### Given text
Fixing Duplicate Venues: A TOCTOU Race Condition Solution

Oct 31, 2025 by Admin 58 views

Hey guys! Let's dive into a tricky problem we encountered with duplicate venues in Eventasaurus and how we tackled it. This was a deep dive into the heart of our database interactions, and I'm excited to share the journey and the solution we landed on. So, buckle up, and let's get started!

Root Cause: TOCTOU Race Condition

The core issue? A TOCTOU (Time-of-Check-Time-of-Use) race condition at the database level. Sounds technical, right? Basically, this means that our application-level checks for duplicates weren't cutting it because multiple processes could check for the existence of a venue at the same time, find nothing, and then try to create the venue simultaneously. This is a classic concurrency problem, and it required a robust solution to prevent those pesky duplicates from sneaking in. Let's explore some real-world examples from our production environment to understand the gravity of the situation.

Evidence from Production

To really grasp the problem, let's look at some concrete examples.

Hope and Anchor, Brixton:

ID 248 created at 09:54:08
ID 249 created at 09:54:09 (just one second later!)
EXACT same GPS coordinates (51.4595646, -0.1266272)

### List of tasks
1) From the duplicate venues post, reproduce the passage from "Root Cause: TOCTOU" to "coordinates (51.4595646, -0.1266272)".
2) Answer these from the duplicate venues post:
(a) In which application did the duplicate venues appear?
(b) What does TOCTOU stand for?
(c) At what time was the venue with ID 249 created?

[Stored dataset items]
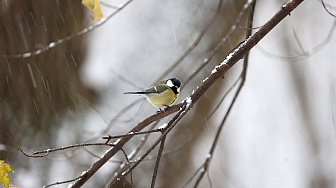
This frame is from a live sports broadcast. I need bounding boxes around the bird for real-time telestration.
[124,78,181,111]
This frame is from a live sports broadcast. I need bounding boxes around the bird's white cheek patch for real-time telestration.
[166,80,174,87]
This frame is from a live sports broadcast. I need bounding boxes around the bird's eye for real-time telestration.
[166,80,175,87]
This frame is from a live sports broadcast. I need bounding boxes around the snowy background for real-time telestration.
[1,0,336,188]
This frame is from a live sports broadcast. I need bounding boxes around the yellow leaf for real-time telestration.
[82,0,103,21]
[0,160,13,188]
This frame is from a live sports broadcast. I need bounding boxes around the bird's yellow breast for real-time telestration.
[147,89,179,107]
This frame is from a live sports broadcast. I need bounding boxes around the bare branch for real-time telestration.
[194,2,255,187]
[72,0,304,187]
[151,136,167,188]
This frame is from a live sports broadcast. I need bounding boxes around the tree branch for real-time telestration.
[72,0,304,185]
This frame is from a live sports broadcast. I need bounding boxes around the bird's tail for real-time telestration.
[124,91,146,94]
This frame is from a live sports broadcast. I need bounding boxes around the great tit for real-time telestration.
[124,78,181,110]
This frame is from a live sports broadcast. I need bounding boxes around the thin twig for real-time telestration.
[32,143,115,157]
[112,105,190,186]
[194,1,255,187]
[181,0,251,89]
[72,0,304,185]
[43,176,82,188]
[108,120,160,187]
[17,145,50,158]
[151,136,167,188]
[102,129,161,140]
[321,0,336,17]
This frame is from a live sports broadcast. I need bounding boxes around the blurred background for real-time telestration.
[0,0,336,188]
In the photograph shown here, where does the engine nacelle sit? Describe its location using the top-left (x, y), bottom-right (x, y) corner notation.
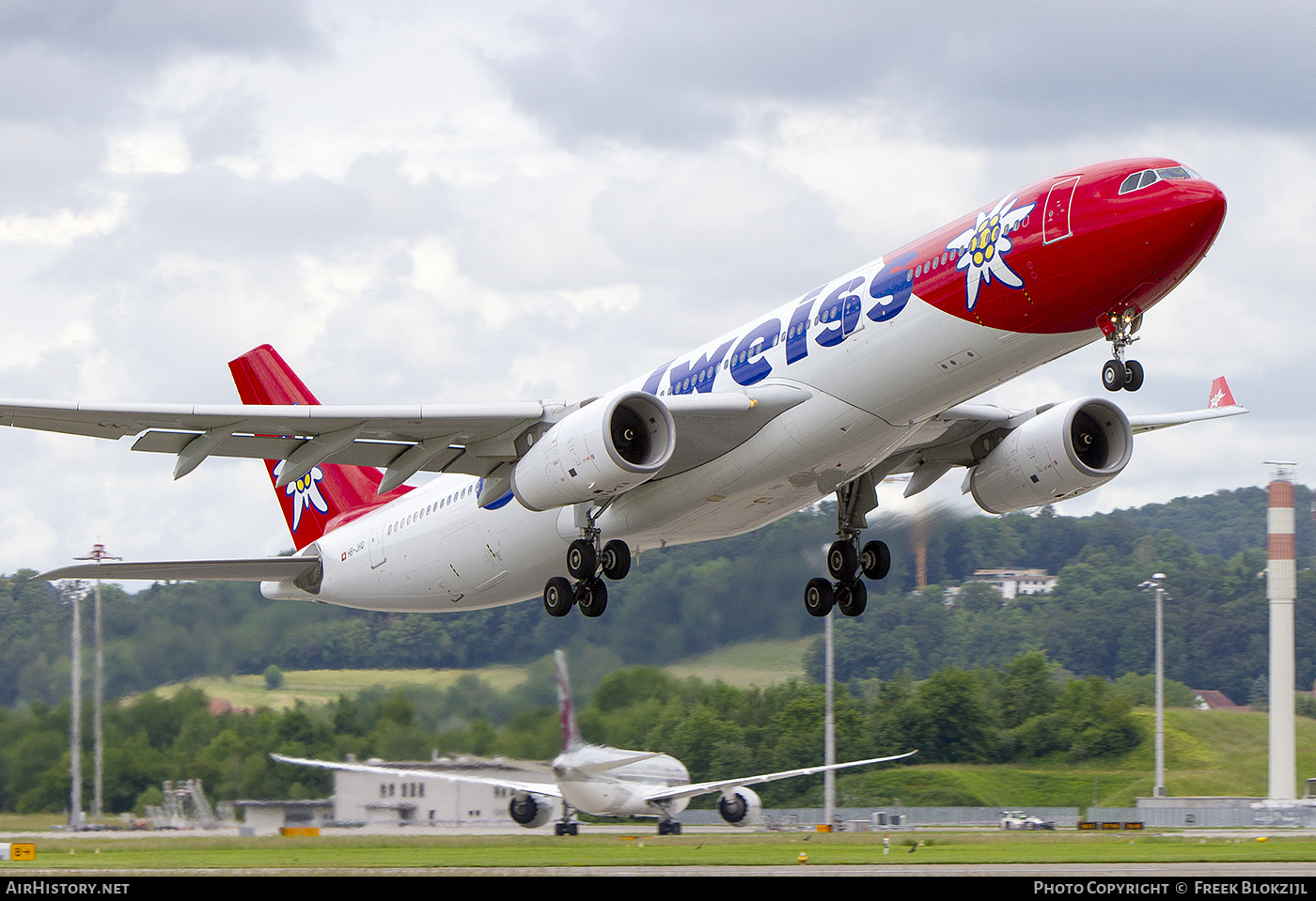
top-left (717, 788), bottom-right (763, 826)
top-left (512, 391), bottom-right (677, 510)
top-left (968, 397), bottom-right (1133, 513)
top-left (507, 793), bottom-right (553, 829)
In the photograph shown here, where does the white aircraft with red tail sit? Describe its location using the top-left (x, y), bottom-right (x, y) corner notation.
top-left (270, 651), bottom-right (917, 835)
top-left (20, 159), bottom-right (1246, 615)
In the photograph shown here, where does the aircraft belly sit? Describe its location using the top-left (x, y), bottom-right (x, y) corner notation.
top-left (610, 395), bottom-right (908, 543)
top-left (808, 297), bottom-right (1095, 424)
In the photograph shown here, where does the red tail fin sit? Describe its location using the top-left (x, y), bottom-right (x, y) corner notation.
top-left (229, 345), bottom-right (411, 550)
top-left (1207, 376), bottom-right (1237, 409)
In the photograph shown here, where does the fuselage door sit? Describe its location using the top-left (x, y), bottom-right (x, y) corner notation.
top-left (1042, 175), bottom-right (1079, 244)
top-left (369, 514), bottom-right (384, 569)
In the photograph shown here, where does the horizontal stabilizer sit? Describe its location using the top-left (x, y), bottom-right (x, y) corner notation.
top-left (37, 556), bottom-right (320, 582)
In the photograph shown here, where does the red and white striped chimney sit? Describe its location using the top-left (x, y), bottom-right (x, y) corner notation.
top-left (1266, 460), bottom-right (1297, 801)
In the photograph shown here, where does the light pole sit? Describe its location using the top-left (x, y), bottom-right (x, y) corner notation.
top-left (60, 582), bottom-right (86, 830)
top-left (73, 545), bottom-right (122, 819)
top-left (1139, 572), bottom-right (1165, 799)
top-left (822, 608), bottom-right (836, 826)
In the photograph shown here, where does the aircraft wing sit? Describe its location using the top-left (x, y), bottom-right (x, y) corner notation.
top-left (645, 751), bottom-right (917, 801)
top-left (871, 376), bottom-right (1247, 497)
top-left (270, 753), bottom-right (562, 799)
top-left (0, 385), bottom-right (810, 489)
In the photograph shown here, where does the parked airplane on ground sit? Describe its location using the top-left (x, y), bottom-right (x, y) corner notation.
top-left (23, 159), bottom-right (1246, 617)
top-left (270, 651), bottom-right (917, 835)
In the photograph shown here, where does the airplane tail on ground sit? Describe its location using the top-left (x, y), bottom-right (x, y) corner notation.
top-left (229, 345), bottom-right (411, 541)
top-left (553, 651), bottom-right (585, 751)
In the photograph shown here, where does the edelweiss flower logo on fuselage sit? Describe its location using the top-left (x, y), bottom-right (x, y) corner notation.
top-left (947, 197), bottom-right (1037, 309)
top-left (274, 460), bottom-right (329, 532)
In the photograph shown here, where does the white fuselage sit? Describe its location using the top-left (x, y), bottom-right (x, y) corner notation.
top-left (553, 744), bottom-right (690, 819)
top-left (262, 260), bottom-right (1100, 610)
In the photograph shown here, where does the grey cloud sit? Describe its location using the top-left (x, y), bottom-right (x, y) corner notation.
top-left (132, 157), bottom-right (448, 256)
top-left (490, 0), bottom-right (1316, 146)
top-left (0, 0), bottom-right (315, 66)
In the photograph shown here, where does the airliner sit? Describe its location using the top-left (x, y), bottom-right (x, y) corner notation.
top-left (18, 158), bottom-right (1246, 617)
top-left (270, 651), bottom-right (917, 835)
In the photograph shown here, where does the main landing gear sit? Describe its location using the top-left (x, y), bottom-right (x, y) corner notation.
top-left (804, 474), bottom-right (891, 617)
top-left (543, 510), bottom-right (631, 617)
top-left (553, 801), bottom-right (580, 835)
top-left (1096, 306), bottom-right (1142, 391)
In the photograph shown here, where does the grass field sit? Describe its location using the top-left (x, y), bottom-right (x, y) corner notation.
top-left (128, 638), bottom-right (813, 710)
top-left (0, 830), bottom-right (1316, 875)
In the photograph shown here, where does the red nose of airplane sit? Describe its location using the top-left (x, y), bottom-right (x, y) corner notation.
top-left (1010, 161), bottom-right (1225, 332)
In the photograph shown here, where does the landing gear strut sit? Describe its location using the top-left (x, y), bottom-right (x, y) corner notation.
top-left (1096, 306), bottom-right (1142, 391)
top-left (543, 505), bottom-right (631, 617)
top-left (804, 474), bottom-right (891, 617)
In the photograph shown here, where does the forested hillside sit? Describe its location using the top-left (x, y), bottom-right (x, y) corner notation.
top-left (0, 486), bottom-right (1316, 705)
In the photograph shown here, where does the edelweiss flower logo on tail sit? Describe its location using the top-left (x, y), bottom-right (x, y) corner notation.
top-left (947, 197), bottom-right (1037, 309)
top-left (274, 460), bottom-right (329, 532)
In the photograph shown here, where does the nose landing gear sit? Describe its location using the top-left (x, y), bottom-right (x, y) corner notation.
top-left (1096, 306), bottom-right (1142, 391)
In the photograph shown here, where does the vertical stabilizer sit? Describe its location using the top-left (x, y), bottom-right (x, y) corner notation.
top-left (229, 345), bottom-right (411, 541)
top-left (1207, 376), bottom-right (1237, 409)
top-left (553, 651), bottom-right (585, 751)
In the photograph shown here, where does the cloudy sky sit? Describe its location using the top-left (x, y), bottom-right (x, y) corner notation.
top-left (0, 0), bottom-right (1316, 572)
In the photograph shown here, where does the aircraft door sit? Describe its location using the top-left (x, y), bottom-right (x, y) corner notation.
top-left (1042, 175), bottom-right (1079, 244)
top-left (369, 516), bottom-right (385, 569)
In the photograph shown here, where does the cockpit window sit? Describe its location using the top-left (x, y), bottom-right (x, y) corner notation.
top-left (1120, 165), bottom-right (1201, 194)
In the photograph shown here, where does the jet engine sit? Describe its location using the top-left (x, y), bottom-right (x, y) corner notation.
top-left (512, 391), bottom-right (677, 510)
top-left (717, 788), bottom-right (763, 826)
top-left (507, 792), bottom-right (553, 829)
top-left (968, 397), bottom-right (1133, 513)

### Replies
1)
Root Cause: TOCTOU Race Condition

The core issue? A TOCTOU (Time-of-Check-Time-of-Use) race condition at the database level. Sounds technical, right? Basically, this means that our application-level checks for duplicates weren't cutting it because multiple processes could check for the existence of a venue at the same time, find nothing, and then try to create the venue simultaneously. This is a classic concurrency problem, and it required a robust solution to prevent those pesky duplicates from sneaking in. Let's explore some real-world examples from our production environment to understand the gravity of the situation.

Evidence from Production

To really grasp the problem, let's look at some concrete examples.

Hope and Anchor, Brixton:

ID 248 created at 09:54:08
ID 249 created at 09:54:09 (just one second later!)
EXACT same GPS coordinates (51.4595646, -0.1266272)

2)
(a) Eventasaurus
(b) Time-of-Check-Time-of-Use
(c) 09:54:09